§ **Required work**
Starting at the line that contains "the form (76,150);", restate each line word for word through the final line of the data, keeping both ends.

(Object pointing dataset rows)

(begin)

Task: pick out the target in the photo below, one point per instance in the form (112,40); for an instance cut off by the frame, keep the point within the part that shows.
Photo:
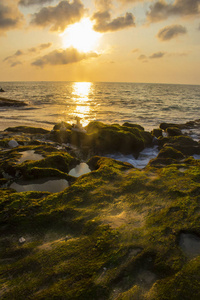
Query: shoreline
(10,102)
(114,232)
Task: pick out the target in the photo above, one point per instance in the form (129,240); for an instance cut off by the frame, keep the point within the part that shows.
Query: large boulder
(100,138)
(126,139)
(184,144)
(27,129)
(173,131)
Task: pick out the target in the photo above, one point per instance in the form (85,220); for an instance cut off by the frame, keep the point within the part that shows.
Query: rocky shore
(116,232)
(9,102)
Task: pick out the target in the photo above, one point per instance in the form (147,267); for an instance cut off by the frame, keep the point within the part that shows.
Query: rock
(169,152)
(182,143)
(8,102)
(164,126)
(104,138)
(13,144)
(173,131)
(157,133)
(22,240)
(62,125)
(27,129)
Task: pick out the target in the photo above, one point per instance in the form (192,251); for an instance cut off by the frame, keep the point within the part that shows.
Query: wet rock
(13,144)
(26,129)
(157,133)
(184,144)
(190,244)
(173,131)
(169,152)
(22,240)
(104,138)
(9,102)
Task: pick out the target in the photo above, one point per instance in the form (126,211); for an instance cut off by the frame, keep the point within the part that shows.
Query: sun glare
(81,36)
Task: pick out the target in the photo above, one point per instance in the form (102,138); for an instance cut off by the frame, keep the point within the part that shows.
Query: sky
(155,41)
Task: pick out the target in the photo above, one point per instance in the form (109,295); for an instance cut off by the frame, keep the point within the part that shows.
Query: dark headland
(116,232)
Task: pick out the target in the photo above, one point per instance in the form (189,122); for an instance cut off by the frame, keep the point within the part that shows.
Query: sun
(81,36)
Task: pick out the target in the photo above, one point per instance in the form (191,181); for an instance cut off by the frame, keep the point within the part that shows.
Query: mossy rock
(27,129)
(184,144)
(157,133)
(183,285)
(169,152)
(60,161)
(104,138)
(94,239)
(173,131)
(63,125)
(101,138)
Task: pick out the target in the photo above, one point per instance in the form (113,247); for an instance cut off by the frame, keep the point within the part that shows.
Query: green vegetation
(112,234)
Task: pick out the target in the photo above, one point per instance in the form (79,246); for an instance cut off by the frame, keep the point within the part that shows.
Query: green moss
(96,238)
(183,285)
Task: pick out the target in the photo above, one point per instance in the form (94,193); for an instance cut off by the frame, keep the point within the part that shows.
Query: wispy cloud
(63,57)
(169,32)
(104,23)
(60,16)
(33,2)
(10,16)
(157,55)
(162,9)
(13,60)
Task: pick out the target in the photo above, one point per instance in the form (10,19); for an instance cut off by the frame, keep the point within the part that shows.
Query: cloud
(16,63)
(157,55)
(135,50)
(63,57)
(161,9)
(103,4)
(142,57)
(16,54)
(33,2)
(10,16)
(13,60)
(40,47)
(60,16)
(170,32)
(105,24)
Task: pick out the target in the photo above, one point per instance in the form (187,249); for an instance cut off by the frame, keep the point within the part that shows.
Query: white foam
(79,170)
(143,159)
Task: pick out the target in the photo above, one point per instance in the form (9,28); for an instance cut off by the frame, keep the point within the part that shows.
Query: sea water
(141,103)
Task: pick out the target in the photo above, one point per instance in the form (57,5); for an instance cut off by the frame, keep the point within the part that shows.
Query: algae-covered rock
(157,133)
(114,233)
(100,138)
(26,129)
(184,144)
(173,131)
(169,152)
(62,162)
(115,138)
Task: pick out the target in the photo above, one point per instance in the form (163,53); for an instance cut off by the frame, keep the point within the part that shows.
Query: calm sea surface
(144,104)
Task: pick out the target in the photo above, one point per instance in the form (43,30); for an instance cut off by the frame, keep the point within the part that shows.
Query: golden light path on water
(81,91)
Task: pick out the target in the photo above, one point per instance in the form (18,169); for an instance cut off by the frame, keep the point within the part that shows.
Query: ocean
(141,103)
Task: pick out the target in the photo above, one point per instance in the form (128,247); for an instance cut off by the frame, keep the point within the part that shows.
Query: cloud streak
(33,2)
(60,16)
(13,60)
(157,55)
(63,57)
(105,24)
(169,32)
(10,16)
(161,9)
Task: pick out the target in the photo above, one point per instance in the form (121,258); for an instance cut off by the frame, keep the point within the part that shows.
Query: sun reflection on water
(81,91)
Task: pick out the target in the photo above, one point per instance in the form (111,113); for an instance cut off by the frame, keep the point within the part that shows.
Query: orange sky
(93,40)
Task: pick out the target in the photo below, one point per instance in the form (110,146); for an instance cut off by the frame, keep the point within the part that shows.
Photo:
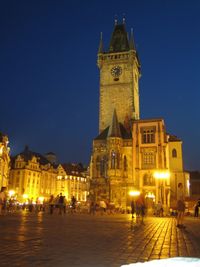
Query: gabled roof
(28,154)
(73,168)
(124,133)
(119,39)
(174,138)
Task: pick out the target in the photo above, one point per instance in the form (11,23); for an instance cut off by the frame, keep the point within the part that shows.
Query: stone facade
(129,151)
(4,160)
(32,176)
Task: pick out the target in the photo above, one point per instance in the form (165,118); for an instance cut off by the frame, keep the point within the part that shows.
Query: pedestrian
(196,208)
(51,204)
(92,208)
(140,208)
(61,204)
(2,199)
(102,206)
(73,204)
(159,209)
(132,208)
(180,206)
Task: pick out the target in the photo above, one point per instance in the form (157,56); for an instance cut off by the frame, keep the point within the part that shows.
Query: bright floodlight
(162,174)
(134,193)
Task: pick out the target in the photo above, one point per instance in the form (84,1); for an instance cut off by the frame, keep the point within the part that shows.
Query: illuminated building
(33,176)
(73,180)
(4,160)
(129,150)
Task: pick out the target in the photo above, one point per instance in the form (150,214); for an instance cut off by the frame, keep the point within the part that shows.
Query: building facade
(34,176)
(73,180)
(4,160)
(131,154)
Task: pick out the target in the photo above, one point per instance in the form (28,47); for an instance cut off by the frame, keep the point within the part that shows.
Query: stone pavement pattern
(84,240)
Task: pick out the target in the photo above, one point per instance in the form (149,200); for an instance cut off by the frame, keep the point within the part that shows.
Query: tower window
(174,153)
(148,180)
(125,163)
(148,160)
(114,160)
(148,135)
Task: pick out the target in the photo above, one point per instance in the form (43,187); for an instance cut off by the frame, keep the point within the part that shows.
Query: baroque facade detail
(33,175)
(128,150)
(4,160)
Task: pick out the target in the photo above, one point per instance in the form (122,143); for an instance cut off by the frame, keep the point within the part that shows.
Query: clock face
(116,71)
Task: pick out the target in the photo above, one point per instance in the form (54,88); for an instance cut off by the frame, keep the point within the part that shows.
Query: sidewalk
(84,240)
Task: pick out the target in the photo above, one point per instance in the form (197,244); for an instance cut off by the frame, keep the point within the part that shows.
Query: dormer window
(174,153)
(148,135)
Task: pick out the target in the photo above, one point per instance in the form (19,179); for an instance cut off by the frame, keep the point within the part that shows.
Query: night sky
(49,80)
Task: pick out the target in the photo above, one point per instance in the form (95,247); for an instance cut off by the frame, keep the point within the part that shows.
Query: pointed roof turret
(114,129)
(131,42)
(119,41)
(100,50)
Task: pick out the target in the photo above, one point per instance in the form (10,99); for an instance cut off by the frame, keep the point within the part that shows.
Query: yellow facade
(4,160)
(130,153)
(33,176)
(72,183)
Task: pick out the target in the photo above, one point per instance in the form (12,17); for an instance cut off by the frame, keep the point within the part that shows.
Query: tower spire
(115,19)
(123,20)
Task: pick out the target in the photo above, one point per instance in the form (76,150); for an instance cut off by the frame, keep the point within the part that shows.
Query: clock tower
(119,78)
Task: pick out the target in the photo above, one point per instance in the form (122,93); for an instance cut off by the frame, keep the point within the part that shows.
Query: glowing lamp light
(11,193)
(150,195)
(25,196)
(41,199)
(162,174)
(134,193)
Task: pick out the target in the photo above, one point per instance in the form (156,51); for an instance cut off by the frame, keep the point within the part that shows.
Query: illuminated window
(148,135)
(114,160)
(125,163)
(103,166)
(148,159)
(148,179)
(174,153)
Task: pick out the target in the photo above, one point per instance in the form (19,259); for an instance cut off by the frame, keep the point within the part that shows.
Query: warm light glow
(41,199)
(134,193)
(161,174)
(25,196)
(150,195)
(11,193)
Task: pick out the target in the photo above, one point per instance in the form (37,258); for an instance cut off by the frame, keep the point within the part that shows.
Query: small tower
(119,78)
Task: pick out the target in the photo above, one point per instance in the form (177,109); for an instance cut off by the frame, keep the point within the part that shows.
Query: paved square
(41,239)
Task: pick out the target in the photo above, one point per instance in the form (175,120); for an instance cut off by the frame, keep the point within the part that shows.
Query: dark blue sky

(end)

§ **Exercise solution**
Task: pick out the target in the photo above, one point per instance in the form (76,150); for an instance cut off by the frame, keep the point within the part that shows.
Query: clock tower
(119,78)
Task: pick out the target in the photo above, one point per instance in the form (122,93); for an instance cut off by the frame, keep the point within the part that shows.
Query: glowing lamp light
(11,193)
(150,195)
(25,196)
(41,199)
(162,174)
(134,193)
Task: pick out the target in the photo above, one point per instance in the form (156,51); for an instance cut off by the frame, keep the point within the part that shows.
Query: illuminated window
(148,135)
(114,160)
(125,163)
(103,166)
(148,159)
(148,179)
(174,153)
Task: pick out the target in the photo above, one point per instance in the form (19,259); for an instance cut off by the frame, keep the point within the part that shows.
Query: warm light glow
(41,199)
(134,193)
(161,174)
(25,196)
(150,195)
(11,193)
Task: pick out the target in the photo above, one point per instance in the form (37,258); for an instance cut off by the frame, keep the point within the part that shows.
Query: small tower
(119,78)
Task: pick out the target in the photo above, one point per instance in the form (177,109); for an instance cut off by the frame, keep the point within the part that shows.
Query: paved square
(41,239)
Task: pick out the target in the photo above, one point per instance in the form (175,120); for an instance cut off by the frame, keep the point within the part that shows.
Query: dark blue sky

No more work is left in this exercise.